[Consigne 1] Extrayez des enregistrements chacune des lignes qui contiennent le mot « cluster ».
________________________________________
Reportage de Choucha.

Juin 2013, L’UNHCR et le gouvernement tunisien ont annoncé la fermeture du camp de Choucha avec un accord sur les derniers réfugiés restés au camp après deux ans et demi de son ouverture: 600 personnes, à-peu-près. On peut imaginer combien de contacts ont été nécessaires pour parvenir à négocier cet accord rendu public le 17 juillet 2013. Le gouvernement tunisien reconnait la possibilité de rester sur son territoire aux réfugiés reconnus par l’UNHCR mais exclus du programme de réinstallation dans d’autres pays ainsi que aux demandeurs d’asile auxquels l’UNHCR n’a pas reconnu le statut de réfugiés. D’une façon ambiguë, ne permettant guère de comprendre si aussi le second groups est concerné, le ministère des affaires sociales annonce, dans le même contexte, que les réfugiés auront droit à l’hébergement et à l’emploi.

Entre le premier et le huit juillet 2013, le camp a été fermé sans que l’acte soit suffisamment médiatisé sur la presse. On le sait, par contre, via les échanges virtuels dans le cadre du monde associatif. Et on arrive à savoir aussi que certains réfugiés de Choucha sont encore là à protester contre la fermeture du camp et contre l’accord conclu entre le gouvernement tunisien et l’UNHCR. En connaissant les conditions de vie des réfugiés dans les tentes et le désert de Choucha via les images diffusées pendant les deux ans écoulés, ou encore à travers le contact direct, on aurait pu s’étonner face à cette extravagante lutte contre la fermeture du camp. Mais en prenant connaissance de ce qui s’est réellement passé pendant les deux ans de gestion du camp, il n’y avait rien d’étonnant. La lutte des réfugiés permettait de faire voire encore une fois la politique suivie par l’UNHCR à leur sujet.

Une fois terminé le programme de rapatriement des centaines de milliers de migrants arrivés en 2011, date de l’éclatement de la révolution en Libye, à Choucha sont restés seulement les demandeurs d’asile, 3000, 4000 personnes. C’est à ce moment que l’UNHCR a commencé un long processus de catégorisation. Différentes catégories ont été établies pour parvenir, après un travail de triage, à la catégorie des réfugiés à réinstaller dans différents pays et à un «reste». Un «reste» composé par les personnes rejetées, les «réfugiés refusés», et, en second lieu, par les personnes appartenant à la catégorie des réfugiés reconnus mais n’ayant pas droit à la réinstallation parce que arrivés en retard : c’est-à-dire, grâce à un petit jeu malicieux de l’UNHCR, tous les réfugiés arrivés à Choucha après décembre 2011.
________________________________________
[Consigne 2] D'après l'extrait, à quelle date l'accord sur la fermeture du camp de Choucha a-t-il été rendu public ?

[Données à traiter]
________________________________________
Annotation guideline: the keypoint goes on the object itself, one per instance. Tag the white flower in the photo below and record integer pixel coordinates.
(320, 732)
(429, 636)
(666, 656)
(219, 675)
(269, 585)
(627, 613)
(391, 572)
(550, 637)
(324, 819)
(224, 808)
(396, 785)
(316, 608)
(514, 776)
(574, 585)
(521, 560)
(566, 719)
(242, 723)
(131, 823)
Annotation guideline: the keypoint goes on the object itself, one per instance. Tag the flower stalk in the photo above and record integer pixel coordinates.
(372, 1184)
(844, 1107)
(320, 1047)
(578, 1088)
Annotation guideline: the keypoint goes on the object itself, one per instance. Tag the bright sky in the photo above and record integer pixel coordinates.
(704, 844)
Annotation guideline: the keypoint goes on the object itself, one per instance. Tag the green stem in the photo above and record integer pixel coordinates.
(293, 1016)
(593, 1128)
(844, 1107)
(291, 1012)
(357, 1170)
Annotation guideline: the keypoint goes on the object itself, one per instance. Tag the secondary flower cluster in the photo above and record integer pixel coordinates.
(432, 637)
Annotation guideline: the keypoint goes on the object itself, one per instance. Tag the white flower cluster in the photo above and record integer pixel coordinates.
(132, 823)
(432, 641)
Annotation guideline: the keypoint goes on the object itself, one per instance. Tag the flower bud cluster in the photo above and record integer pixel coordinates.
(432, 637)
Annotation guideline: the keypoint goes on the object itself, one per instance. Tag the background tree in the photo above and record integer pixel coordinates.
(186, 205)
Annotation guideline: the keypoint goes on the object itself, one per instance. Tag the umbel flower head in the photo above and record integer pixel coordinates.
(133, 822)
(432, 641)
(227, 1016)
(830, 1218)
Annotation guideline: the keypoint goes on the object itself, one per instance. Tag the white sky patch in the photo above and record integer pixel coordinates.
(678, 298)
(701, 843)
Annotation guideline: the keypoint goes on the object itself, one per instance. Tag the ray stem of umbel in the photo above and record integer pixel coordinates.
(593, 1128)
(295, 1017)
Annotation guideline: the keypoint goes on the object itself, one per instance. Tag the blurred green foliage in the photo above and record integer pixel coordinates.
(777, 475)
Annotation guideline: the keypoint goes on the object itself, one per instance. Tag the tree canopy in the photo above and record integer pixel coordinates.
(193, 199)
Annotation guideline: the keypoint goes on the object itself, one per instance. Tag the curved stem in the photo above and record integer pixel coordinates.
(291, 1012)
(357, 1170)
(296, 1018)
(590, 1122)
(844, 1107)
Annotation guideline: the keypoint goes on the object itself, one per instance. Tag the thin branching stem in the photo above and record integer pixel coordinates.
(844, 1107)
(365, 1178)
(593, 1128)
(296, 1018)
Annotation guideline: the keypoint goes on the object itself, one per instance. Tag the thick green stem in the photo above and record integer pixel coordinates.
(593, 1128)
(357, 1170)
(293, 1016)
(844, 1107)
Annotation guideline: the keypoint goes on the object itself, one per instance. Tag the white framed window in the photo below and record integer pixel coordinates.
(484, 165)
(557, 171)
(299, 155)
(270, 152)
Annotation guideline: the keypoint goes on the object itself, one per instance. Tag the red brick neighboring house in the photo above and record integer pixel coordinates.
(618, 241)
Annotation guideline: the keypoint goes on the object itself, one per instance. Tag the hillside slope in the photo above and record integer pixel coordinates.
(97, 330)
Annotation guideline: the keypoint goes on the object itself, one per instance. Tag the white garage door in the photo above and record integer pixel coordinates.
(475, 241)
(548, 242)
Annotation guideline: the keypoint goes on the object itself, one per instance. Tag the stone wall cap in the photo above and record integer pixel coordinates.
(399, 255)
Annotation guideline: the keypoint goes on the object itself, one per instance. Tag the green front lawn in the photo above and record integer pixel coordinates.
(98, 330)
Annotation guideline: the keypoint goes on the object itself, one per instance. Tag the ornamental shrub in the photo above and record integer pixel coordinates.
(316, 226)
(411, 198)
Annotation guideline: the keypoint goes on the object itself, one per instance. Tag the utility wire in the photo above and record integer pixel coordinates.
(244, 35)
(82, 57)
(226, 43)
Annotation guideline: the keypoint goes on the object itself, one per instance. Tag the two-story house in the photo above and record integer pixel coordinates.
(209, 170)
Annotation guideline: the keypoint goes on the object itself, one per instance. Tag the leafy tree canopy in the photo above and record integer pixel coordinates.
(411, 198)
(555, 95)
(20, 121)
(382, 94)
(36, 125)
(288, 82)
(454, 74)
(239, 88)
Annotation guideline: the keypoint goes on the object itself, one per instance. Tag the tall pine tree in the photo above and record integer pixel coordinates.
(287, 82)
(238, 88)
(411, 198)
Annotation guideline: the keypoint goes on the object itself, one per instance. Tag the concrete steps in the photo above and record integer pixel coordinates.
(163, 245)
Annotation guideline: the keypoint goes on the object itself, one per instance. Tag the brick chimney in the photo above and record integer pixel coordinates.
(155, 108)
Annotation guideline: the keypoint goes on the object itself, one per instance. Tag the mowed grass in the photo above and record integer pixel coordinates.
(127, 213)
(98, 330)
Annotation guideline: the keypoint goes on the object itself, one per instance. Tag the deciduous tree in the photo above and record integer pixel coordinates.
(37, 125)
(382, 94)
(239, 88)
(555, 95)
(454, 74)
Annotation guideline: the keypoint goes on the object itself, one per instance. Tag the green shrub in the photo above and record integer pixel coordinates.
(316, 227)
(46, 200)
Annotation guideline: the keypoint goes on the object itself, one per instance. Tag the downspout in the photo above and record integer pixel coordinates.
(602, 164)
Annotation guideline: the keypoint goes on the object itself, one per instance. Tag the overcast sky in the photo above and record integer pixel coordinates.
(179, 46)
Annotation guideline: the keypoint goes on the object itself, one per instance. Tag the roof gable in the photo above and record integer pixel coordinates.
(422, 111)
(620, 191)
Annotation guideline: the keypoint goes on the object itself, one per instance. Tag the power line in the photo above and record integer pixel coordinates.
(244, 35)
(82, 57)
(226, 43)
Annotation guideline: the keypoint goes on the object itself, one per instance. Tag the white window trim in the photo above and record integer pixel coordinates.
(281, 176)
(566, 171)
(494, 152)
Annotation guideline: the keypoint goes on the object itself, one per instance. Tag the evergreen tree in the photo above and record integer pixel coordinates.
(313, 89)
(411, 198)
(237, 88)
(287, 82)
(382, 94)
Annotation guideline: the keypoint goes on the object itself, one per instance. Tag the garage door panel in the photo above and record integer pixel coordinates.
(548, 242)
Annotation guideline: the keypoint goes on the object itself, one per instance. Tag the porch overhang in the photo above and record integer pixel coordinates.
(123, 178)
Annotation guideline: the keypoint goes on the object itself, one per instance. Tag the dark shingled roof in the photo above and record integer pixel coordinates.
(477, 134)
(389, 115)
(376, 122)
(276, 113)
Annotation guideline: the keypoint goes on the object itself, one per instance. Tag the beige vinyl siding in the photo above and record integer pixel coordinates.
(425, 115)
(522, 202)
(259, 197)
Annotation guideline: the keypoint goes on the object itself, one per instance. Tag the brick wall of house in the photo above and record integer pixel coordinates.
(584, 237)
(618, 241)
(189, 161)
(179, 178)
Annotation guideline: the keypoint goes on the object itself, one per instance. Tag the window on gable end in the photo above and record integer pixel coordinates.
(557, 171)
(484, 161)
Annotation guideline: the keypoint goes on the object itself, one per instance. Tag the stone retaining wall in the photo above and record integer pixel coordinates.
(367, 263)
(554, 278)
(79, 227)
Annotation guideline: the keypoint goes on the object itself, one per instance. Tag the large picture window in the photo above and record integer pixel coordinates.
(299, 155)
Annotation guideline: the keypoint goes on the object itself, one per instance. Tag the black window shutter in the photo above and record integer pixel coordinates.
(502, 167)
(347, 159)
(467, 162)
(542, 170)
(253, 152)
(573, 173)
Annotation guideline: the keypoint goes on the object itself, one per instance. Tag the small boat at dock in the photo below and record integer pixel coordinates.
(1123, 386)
________________________________________
[Réponse 1]
Annotation guideline: the keypoint goes on the object itself, one per instance. Tag the secondary flower cluster in the photo above and record integer pixel coordinates.
Annotation guideline: the keypoint goes on the object itself, one per instance. Tag the white flower cluster in the photo above and record integer pixel coordinates.
Annotation guideline: the keypoint goes on the object itself, one per instance. Tag the flower bud cluster in the photo above and record integer pixel coordinates.

[Réponse 2] Le 17 juillet 2013.